## Given request
Edit everything from the line containing "Where can the grass" down to the end of the rows, changing "grass median" to "grassy strip" and keeping everything else the same.

⟨

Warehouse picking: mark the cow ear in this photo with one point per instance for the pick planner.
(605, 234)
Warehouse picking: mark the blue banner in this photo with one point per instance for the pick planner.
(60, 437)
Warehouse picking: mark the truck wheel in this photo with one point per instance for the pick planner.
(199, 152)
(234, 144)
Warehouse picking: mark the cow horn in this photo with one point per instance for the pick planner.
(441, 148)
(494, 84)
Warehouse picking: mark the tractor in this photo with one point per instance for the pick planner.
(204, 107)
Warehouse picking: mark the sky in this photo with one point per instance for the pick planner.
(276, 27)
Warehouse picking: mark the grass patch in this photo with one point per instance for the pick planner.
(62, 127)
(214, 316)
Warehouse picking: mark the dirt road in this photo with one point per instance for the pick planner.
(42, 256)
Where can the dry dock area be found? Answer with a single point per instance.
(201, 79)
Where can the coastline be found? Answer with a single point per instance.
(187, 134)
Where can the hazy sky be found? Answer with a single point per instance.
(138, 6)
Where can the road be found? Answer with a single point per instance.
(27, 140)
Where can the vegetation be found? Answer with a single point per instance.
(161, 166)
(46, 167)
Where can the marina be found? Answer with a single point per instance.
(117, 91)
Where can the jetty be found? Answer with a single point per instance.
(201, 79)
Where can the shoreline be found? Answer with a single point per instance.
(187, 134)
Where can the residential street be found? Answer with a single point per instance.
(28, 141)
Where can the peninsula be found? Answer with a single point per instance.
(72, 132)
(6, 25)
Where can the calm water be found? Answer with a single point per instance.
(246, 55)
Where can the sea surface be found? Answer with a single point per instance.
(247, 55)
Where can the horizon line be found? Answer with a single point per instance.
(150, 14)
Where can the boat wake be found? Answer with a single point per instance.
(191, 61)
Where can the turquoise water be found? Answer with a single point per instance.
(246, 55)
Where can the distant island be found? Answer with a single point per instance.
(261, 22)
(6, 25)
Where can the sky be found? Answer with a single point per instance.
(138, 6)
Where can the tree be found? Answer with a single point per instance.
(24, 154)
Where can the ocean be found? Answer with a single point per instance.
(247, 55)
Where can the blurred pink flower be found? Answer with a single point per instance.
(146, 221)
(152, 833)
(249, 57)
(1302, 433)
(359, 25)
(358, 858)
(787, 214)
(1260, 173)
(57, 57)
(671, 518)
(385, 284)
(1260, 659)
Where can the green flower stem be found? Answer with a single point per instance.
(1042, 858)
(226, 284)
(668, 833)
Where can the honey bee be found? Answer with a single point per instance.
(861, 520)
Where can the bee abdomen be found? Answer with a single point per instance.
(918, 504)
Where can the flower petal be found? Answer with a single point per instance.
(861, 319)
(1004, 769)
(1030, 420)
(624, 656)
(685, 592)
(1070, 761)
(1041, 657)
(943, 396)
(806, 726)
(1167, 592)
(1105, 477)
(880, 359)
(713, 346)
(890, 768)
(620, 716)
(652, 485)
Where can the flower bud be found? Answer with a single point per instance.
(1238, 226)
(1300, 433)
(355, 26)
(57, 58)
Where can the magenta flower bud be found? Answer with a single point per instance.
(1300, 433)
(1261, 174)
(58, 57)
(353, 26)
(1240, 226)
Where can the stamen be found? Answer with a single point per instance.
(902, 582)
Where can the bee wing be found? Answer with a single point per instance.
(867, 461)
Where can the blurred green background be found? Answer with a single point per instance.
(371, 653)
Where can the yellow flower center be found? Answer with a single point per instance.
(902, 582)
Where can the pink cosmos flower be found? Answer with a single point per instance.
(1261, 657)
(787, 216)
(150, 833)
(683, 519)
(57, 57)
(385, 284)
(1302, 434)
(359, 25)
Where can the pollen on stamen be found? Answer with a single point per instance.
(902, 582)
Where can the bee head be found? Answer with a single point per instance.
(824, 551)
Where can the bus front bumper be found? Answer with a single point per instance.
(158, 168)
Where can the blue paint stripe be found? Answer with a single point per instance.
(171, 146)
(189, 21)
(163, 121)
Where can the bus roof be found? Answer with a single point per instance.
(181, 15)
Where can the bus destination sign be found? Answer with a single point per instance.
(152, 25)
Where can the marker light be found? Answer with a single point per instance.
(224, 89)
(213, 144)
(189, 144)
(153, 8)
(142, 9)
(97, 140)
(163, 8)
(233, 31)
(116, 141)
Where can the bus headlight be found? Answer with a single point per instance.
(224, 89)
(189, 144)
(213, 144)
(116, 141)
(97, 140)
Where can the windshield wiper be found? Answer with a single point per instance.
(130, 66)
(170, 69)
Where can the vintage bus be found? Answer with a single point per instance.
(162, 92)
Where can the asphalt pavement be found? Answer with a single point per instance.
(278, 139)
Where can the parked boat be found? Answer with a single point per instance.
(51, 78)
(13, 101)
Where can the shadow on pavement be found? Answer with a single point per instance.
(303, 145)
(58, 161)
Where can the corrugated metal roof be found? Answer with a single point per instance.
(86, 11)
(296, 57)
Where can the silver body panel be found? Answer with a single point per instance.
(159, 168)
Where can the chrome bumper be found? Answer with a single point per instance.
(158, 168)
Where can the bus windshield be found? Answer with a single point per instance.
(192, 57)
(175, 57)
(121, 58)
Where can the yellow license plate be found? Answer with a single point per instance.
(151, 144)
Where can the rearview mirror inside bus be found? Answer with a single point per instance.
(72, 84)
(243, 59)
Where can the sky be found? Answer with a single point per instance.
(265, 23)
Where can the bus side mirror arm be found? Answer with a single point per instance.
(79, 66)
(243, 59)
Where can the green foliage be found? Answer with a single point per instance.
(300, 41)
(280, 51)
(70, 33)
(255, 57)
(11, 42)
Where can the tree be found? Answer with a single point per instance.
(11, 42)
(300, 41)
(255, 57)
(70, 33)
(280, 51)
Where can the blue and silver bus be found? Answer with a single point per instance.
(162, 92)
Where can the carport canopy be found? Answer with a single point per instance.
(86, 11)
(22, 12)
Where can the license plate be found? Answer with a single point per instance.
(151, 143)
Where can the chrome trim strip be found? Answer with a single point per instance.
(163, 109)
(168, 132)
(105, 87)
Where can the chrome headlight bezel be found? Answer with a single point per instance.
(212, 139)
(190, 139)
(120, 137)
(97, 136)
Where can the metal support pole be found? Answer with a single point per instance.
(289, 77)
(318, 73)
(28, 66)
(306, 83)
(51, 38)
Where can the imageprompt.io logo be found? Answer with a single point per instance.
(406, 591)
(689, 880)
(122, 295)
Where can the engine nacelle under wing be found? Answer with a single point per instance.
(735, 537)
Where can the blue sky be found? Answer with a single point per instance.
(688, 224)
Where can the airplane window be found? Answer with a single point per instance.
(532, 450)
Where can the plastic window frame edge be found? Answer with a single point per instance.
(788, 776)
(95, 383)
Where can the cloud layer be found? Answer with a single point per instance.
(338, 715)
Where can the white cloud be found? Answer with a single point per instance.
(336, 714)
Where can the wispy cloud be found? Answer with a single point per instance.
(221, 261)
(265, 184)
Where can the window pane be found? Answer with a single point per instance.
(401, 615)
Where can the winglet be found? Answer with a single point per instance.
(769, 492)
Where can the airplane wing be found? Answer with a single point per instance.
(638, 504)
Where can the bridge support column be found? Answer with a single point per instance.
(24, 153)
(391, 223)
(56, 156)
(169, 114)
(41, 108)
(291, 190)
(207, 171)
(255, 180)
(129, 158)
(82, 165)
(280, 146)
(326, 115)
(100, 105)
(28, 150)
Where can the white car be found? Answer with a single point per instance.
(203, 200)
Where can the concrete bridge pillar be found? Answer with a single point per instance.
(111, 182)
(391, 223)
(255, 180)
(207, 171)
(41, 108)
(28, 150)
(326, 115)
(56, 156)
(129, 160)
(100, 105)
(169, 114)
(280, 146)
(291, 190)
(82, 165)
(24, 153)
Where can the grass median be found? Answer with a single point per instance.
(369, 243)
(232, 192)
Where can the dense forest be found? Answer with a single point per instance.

⟩

## Reply
Where can the grassy strip be found? Answer with a single point per instance.
(369, 243)
(232, 192)
Where can the dense forest be found? Answer with a single point per instance.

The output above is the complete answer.